** Begin Source extract **

Week 8: CEP 810 Course Reflection

This summer has been a wonderful experience of professional and personal growth due to CEP 810.  My head is swirling with new knowledge, new ideas and new ambitions for the school year.  I am actually still digesting it all, waiting for the dust to settle so to speak. There are so many things to consider.

I think the biggest impact this class has had on changing my professional practice is by bringing me to better understand the importance of a PLN and embracing the mindset of “sharing your genius.”  I realize that during the many years I spent as the sole Spanish teacher in my division I had very little opportunity for in-house professional development.  I did not see this as a terrible thing.  I enjoyed the autonomy actually and was quite content.  And for specific PD related to my discipline and age group, I sought out plenty of opportunities to learn on my own or from school visits, local workshops and national conferences (thank goodness I work at a fabulous school that is very committed to supporting outside PD).  But during those years on my own little island, I probably spent (i.e. wasted) so much time recreating the wheel instead of connecting and collaborating with others.  I did not often reach the “share” stage – the stage that consistently marked its importance in CEP810 as our final weekly task.  So now that I am building a stronger PLN, I see its immense value.  I will now have way more opportunities for professional growth which will open up many possibilities for my students to build connections beyond our school community also.

** End Source extract **
** Begin Material provided **

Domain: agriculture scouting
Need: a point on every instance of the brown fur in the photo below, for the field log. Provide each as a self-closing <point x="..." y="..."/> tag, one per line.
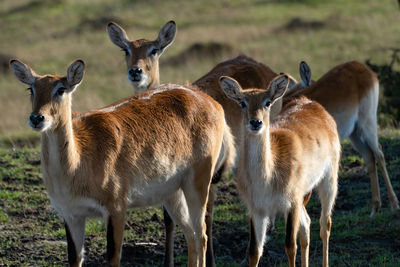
<point x="280" y="162"/>
<point x="350" y="92"/>
<point x="248" y="72"/>
<point x="105" y="153"/>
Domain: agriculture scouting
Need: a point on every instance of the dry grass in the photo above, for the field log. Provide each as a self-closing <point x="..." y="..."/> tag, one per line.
<point x="49" y="35"/>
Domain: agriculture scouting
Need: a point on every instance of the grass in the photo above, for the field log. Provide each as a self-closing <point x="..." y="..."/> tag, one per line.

** End Material provided **

## What is required
Please set down the entire CEP 810 course reflection again, word for word, from its heading to its final sentence.

## Expected answer
Week 8: CEP 810 Course Reflection

This summer has been a wonderful experience of professional and personal growth due to CEP 810.  My head is swirling with new knowledge, new ideas and new ambitions for the school year.  I am actually still digesting it all, waiting for the dust to settle so to speak. There are so many things to consider.

I think the biggest impact this class has had on changing my professional practice is by bringing me to better understand the importance of a PLN and embracing the mindset of “sharing your genius.”  I realize that during the many years I spent as the sole Spanish teacher in my division I had very little opportunity for in-house professional development.  I did not see this as a terrible thing.  I enjoyed the autonomy actually and was quite content.  And for specific PD related to my discipline and age group, I sought out plenty of opportunities to learn on my own or from school visits, local workshops and national conferences (thank goodness I work at a fabulous school that is very committed to supporting outside PD).  But during those years on my own little island, I probably spent (i.e. wasted) so much time recreating the wheel instead of connecting and collaborating with others.  I did not often reach the “share” stage – the stage that consistently marked its importance in CEP810 as our final weekly task.  So now that I am building a stronger PLN, I see its immense value.  I will now have way more opportunities for professional growth which will open up many possibilities for my students to build connections beyond our school community also.